With the banks starved for currency, it is rationed by government mandate. Residents must arise in the middle of the night to obtain a number from bank security guards, giving the holders the privilege of standing in line for hours the next day to withdraw a paltry amount of money, perhaps the equivalent of one or two U.S. dollars.

The Zimbabwean economy is in a state of complete meltdown — the natural consequence of 28 years of rule by the tyrannical Robert Mugabe — producing inflation rates not seen since Germany in the 1920s, Greece and Hungary in the 1940s, and Yugoslavia in 1993. The nation’s annual inflation rate has risen from 1,000 percent in 2006, to 12,000 percent in 2007, to an immeasurable figure this year. In August, the government devalued the currency by chopping off 10 zeros. Had they not done so, the conversion rate would now be 10 trillion Zimbabwean dollars to one U.S. dollar.

Those who have studied historic examples of hyperinflation can recite extreme stories, such as factory workers being paid daily in 1920s Germany, so their wives could meet them at the factory gates and bring their cash directly to stores before it lost most of its value. The situation in present-day Zimbabwe exceeds even those dark days. Essential services have begun to stop because the workers at schools, hospitals, and public sanitation facilities  cannot afford to go to work — the cost of bus fare exceeds their daily wages. The few who show up for work must supplement that pay through their  own enterprise, such as teachers selling snacks to their students. In some areas, the barter system has replaced currency.

Stanford Mafumera, a security guard who was interviewed while waiting in line to obtain currency from a Zimbabwean bank, told the Times reporter that his government’s land-reform program was responsible for Zimbabwe’s economic destruction. As the report summarized Mafumera’s explanation: Mugabe’s regime had “chased away the white commercial farmers who had made the country a breadbasket … as well as donors from Britain and other European countries and the United States who sustained Zimbabwe’s starving millions for years.”

“A lot of people got farms, but they can’t produce anything and this is what is causing the poverty and hunger,” said Mafumera. “There’s no food.”

During a news conference in Washington in October 1985, former Rhodesian Prime Minister Ian Smith (the last leader of Rhodesia, the nation that had preceded Zimbabwe) said that he had come as the leader of the Zimbabwe Conservative Alliance Party to ask Western nations to help arrest his country’s slide into a “Marxist-Leninist-Communist” state. “I believe it is right for me to urge the leaders of the free world to use their influence to try and ensure that we don't drift into chaos, into bankruptcy and into a situation where there is no freedom,” Smith told reporters at the time, in words that seem prophetic today.

[Saved entries]
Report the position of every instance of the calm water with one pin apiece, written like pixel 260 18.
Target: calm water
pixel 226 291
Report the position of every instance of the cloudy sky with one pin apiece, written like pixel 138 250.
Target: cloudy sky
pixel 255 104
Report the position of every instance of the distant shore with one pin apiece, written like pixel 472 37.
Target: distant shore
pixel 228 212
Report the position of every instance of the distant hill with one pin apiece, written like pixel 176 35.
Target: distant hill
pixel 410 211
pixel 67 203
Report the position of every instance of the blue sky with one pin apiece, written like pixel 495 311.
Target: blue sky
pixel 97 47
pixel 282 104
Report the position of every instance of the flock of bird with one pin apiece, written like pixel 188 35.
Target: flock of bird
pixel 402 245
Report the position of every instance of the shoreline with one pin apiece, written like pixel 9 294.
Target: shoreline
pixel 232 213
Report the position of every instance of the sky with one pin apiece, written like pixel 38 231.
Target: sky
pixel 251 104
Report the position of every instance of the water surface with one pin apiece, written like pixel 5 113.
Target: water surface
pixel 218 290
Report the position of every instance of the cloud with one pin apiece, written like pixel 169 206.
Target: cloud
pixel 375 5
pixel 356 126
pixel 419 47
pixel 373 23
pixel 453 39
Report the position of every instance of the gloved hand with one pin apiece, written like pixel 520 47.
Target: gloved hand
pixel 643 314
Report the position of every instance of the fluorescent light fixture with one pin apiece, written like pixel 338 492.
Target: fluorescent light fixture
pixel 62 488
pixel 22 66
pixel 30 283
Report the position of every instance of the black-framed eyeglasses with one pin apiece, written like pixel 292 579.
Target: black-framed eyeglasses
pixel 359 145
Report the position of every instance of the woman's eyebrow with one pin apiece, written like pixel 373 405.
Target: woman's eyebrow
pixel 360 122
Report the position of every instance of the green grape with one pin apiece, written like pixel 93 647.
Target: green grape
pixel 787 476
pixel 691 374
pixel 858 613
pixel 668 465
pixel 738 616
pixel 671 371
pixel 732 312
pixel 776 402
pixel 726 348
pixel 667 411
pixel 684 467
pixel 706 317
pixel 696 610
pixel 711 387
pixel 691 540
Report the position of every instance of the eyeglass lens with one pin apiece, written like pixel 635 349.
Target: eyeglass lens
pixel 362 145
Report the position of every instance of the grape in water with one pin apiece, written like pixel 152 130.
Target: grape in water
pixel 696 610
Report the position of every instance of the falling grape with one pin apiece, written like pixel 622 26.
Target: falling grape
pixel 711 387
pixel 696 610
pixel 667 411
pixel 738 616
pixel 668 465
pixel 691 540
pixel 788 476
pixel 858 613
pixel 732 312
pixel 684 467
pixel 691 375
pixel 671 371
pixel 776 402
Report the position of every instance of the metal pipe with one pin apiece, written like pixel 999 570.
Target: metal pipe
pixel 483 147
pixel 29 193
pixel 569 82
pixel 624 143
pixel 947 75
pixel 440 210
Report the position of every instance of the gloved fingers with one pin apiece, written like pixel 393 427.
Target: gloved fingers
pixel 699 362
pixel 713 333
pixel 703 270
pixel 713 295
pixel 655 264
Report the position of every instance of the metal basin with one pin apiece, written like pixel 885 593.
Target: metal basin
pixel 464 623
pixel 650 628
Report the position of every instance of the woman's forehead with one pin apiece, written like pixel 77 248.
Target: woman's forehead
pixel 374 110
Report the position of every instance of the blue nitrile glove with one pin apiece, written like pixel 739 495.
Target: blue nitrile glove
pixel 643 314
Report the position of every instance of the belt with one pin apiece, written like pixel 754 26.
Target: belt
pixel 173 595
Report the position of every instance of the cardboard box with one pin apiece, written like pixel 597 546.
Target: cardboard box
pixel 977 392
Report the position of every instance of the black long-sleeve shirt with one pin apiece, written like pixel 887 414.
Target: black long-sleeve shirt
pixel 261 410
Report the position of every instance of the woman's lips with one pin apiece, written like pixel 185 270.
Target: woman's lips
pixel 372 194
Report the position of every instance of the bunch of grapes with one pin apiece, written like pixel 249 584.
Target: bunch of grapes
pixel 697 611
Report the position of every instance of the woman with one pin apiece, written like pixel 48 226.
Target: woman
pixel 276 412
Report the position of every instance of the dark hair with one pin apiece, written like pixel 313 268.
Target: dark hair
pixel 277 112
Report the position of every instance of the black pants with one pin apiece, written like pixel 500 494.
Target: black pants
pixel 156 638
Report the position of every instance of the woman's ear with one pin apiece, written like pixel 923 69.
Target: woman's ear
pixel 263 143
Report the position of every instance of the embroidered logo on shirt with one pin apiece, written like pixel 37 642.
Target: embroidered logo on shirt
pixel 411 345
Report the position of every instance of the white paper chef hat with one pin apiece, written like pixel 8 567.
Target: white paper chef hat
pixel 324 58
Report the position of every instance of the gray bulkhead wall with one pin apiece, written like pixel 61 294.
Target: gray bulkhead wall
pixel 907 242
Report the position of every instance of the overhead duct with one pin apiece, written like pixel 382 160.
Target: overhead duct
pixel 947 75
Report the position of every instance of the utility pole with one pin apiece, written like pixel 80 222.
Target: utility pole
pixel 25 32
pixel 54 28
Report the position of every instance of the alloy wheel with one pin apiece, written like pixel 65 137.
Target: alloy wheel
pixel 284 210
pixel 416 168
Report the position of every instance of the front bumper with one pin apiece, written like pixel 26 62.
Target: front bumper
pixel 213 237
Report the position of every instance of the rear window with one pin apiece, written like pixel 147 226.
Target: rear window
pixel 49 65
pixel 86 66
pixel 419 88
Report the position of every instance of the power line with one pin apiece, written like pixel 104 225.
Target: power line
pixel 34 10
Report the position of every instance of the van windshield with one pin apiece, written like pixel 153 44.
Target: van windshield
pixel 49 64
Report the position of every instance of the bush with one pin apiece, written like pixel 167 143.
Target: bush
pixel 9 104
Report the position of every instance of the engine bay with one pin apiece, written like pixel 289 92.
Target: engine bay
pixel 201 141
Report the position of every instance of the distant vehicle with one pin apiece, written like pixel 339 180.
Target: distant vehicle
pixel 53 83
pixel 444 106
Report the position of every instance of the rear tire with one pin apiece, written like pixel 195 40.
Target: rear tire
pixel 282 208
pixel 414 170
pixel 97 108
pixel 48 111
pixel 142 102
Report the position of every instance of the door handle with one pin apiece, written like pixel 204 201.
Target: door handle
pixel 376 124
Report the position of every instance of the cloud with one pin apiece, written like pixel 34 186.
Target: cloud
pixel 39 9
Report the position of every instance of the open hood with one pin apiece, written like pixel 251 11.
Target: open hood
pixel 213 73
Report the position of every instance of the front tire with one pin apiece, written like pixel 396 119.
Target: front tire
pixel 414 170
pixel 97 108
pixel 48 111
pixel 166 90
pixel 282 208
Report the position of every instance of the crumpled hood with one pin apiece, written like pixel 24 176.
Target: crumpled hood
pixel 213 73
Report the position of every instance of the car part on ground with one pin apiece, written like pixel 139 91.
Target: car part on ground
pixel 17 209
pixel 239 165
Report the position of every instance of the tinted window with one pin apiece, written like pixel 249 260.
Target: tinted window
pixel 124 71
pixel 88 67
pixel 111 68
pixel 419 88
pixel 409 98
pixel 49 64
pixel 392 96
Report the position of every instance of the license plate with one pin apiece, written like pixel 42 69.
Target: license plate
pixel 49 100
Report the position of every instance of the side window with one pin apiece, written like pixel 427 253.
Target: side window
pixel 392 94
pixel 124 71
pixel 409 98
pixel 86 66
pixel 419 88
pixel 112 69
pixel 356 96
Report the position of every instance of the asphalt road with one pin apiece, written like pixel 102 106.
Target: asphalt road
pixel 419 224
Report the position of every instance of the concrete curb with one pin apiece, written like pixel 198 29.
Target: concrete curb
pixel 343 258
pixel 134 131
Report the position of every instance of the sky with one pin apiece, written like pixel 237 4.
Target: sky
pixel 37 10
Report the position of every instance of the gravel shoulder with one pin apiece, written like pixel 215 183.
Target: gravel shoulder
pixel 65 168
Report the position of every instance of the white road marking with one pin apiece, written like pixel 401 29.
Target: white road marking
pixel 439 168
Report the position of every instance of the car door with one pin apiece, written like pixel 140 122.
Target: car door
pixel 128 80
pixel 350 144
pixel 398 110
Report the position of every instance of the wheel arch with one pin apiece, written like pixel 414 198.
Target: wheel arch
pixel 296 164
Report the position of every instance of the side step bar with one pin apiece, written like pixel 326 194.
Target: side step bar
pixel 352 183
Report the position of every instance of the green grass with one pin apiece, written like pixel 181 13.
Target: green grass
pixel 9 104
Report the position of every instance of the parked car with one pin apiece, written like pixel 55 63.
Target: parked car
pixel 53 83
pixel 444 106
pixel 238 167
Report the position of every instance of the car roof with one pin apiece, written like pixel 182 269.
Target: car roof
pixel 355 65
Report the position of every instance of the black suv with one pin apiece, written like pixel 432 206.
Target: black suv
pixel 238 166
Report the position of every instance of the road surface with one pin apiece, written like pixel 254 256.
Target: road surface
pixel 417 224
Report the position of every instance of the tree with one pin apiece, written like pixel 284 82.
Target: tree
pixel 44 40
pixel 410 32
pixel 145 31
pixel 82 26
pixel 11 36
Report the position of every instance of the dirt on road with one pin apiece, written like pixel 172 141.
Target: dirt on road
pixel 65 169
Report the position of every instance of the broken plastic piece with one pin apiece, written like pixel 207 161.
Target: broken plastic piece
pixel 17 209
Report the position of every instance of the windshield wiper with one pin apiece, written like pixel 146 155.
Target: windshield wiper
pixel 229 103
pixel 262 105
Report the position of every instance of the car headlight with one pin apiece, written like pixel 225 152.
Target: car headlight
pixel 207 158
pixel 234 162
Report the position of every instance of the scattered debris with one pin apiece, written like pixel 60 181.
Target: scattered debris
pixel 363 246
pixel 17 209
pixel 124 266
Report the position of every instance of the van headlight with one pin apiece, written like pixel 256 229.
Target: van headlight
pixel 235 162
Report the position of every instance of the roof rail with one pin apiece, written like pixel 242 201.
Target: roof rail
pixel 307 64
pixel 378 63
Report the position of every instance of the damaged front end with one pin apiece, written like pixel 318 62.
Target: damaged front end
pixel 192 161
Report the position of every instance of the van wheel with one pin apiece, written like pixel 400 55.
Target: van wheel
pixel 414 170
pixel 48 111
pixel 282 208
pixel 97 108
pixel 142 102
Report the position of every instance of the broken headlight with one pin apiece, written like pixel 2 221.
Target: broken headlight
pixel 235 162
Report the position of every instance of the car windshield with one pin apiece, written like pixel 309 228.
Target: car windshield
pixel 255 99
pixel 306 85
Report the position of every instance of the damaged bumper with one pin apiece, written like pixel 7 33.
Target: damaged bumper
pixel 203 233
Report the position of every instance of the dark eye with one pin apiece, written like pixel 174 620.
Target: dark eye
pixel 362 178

Required action: According to the passage above on Zimbabwe's economy, how many zeros did the government remove from the currency in August?

Task solution: Ten zeros.